- [ASSIGNMENT] Whenever a line in the data holds the string "Please", pull that line out.

- [RECORDS PROVIDED]
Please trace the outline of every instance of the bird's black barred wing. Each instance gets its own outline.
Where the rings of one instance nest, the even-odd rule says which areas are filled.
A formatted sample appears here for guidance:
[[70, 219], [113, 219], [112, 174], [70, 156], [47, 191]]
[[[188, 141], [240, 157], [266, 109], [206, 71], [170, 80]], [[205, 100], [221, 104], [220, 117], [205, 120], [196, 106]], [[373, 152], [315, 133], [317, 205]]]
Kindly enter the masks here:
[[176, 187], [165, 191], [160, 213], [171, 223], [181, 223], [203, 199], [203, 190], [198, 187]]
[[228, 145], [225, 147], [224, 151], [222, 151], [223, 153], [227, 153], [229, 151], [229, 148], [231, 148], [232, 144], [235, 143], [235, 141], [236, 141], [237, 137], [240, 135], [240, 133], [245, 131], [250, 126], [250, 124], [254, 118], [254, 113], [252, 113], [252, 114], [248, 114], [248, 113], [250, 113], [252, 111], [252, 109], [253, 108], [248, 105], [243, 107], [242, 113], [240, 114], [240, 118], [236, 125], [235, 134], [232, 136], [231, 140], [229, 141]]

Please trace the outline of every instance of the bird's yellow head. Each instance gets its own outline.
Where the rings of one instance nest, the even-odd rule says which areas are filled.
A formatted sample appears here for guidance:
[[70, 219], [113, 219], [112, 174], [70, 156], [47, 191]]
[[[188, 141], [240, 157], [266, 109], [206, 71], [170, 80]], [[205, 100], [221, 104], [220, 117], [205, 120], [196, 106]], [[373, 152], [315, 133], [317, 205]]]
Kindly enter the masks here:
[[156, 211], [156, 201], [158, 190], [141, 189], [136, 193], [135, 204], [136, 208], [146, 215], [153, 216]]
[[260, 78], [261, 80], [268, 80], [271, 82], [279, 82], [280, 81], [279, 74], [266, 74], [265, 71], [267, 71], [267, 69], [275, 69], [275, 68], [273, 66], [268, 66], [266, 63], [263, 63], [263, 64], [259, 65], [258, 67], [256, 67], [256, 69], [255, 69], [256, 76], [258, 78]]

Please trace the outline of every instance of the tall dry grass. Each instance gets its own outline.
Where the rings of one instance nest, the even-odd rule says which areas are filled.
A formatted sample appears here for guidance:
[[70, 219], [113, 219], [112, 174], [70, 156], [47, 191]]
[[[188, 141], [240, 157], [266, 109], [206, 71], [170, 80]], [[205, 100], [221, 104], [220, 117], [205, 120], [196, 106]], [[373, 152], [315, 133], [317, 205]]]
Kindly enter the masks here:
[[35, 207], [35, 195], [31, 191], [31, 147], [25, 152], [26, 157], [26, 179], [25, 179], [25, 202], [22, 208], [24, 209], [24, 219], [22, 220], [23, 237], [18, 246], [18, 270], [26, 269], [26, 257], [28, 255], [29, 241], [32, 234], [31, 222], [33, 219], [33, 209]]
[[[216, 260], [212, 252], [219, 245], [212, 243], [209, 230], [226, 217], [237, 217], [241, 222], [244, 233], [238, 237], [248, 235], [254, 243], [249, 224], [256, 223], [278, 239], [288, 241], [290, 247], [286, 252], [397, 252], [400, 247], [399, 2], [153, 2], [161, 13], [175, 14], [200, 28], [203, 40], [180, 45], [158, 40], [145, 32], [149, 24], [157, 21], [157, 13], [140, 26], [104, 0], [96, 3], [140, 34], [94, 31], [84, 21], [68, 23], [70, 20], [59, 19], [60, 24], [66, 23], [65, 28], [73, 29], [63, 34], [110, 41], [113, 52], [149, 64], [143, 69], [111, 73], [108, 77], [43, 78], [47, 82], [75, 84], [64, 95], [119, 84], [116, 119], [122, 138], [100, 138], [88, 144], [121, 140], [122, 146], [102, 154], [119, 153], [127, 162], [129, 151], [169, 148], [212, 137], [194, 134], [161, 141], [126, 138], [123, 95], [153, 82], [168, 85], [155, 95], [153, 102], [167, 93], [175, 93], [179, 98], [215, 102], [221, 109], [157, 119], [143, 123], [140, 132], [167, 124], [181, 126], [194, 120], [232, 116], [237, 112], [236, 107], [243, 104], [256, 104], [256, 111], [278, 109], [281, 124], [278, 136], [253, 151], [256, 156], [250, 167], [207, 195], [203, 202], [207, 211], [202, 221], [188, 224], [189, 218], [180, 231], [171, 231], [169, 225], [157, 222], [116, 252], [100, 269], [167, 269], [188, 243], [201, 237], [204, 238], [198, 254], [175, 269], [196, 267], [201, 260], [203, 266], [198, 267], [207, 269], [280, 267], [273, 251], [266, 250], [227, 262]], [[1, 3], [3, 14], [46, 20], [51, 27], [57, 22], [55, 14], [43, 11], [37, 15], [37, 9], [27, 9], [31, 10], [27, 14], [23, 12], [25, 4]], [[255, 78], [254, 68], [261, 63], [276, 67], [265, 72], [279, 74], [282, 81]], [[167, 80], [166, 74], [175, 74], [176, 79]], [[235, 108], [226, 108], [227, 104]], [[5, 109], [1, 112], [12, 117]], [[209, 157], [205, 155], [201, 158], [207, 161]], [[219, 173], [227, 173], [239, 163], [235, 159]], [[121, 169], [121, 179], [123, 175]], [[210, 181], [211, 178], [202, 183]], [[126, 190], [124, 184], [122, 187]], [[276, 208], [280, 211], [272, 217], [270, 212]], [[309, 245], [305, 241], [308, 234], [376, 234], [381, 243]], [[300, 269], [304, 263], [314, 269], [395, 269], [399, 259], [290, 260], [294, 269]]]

---

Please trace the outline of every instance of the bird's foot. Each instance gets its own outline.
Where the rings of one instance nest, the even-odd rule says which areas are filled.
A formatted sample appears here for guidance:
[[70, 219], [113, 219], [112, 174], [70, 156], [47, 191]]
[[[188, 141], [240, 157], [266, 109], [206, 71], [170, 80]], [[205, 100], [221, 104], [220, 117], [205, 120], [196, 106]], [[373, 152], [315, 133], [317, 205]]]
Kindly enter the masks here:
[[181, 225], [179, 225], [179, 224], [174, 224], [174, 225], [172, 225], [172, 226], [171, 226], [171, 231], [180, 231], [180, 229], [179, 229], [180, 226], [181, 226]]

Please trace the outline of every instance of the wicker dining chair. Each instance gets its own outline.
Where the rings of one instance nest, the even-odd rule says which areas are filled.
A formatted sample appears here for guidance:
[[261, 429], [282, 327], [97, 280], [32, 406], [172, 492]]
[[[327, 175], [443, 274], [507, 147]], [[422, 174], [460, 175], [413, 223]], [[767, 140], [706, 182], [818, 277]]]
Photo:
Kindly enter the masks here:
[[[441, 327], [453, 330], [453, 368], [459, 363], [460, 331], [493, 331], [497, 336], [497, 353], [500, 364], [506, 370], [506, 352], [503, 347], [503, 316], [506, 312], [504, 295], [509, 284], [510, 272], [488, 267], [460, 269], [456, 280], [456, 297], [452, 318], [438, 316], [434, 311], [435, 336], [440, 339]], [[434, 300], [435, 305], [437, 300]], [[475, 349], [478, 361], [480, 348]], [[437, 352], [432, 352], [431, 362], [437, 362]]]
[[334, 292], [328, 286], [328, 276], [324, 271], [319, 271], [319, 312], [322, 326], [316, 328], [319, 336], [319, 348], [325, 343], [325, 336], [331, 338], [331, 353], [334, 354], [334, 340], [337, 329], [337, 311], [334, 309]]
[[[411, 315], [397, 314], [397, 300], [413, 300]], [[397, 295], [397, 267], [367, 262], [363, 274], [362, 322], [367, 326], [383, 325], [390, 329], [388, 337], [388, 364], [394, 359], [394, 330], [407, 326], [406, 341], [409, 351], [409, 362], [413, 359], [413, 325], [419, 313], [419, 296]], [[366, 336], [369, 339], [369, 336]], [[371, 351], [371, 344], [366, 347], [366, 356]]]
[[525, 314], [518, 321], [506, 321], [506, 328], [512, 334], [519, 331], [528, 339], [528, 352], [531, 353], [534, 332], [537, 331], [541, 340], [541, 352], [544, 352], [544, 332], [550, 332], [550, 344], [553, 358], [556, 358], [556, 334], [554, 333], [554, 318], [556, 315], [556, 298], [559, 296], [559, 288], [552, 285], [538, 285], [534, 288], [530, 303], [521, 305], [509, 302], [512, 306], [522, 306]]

- [ANSWER SECTION]
Please trace the outline of every instance of the bird's black barred wing. Each instance gets its own outline.
Please trace the outline of every instance of the bird's yellow head. Each instance gets its own outline.
Please trace the outline of every instance of the tall dry grass. Each instance gets its own outline.
Please trace the outline of every instance of the bird's foot. Each instance gets its own outline.
Please trace the outline of every instance of the wicker dining chair. Each instance gets its own outline.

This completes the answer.